[[ Selected text, beginning ]]
The Conversation
23 Apr 2025, 20:08 GMT+10
Large kangaroos today roam long distances across the outback, often surviving droughts by moving in mobs to find new food when pickings are slim.
But not all kangaroos have been this way. In new research published today in PLOS One, we found giant kangaroos that once lived in eastern Australia were far less mobile, making them vulnerable to changes in local environmental conditions.
We discovered fossilised teeth of the now extinct giant kangaroo genus Protemnodon at Mount Etna Caves, north of Rockhampton, in central eastern Queensland. Analysing the teeth gave us a glimpse into the past movements of these extinct giants, hundreds of thousands of years ago.
Our results show Protemnodon did not forage across great distances, instead living in a lush and stable rainforest utopia. However, this utopia began to decline when the climate became drier with more pronounced seasons - spelling doom for Mount Etna's giant roos.
The Mount Etna Caves National Park and nearby Capricorn Caves hold remarkable records of life over hundreds of thousands of years.
Fossils accumulated in the caves because they acted like giant pitfall traps and also lairs of predators such as thylacines, Tasmanian devils, marsupial lions, owls, raptors and the now-endangered ghost bats.
Large parts of the region were once mined for lime and cement. One of us (Hocknull) worked closely with mine managers to safely remove and stockpile fossil deposits from now-destroyed caves for scientific research which still continues.
As part of our study we dated fossils using an approach called uranium-series dating, and the sediment around them with a different technique called luminescence dating.
Our results suggest the giant kangaroos lived around the caves from at least 500,000 years ago to about 280,000 years ago. After this they disappeared from the Mount Etna fossil record.
At the time, Mount Etna hosted a rich rainforest habitat, comparable to modern day New Guinea. As the climate became drier between 280,000 and 205,000 years ago, rainforest-dwelling species including Protemnodon vanished from the area, replaced by those adapted to a dry, arid environment.
[[ Selected text, end ]]
[[ Exercise data, beginning ]]
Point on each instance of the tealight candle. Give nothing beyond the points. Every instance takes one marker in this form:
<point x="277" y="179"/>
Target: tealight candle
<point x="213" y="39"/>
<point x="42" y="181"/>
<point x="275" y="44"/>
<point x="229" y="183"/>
[[ Exercise data, end ]]
» **Problem set**:
1) Answer these from the kangaroo article:
(a) Where were the fossilised teeth of Protemnodon discovered?
(b) Which dating technique was applied to the sediment around the fossils?
(c) What modern-day place was the rainforest habitat at Mount Etna comparable to?
2) List every predator the kangaroo article names as using the caves as lairs.
Base every answer only on the kangaroo article, not on the listing or outside knowledge.

» **Results for each task**:
1)
(a) At Mount Etna Caves, north of Rockhampton, in central eastern Queensland.
(b) Luminescence dating.
(c) New Guinea.

2)
- Thylacines
- Tasmanian devils
- Marsupial lions
- Owls
- Raptors
- Ghost bats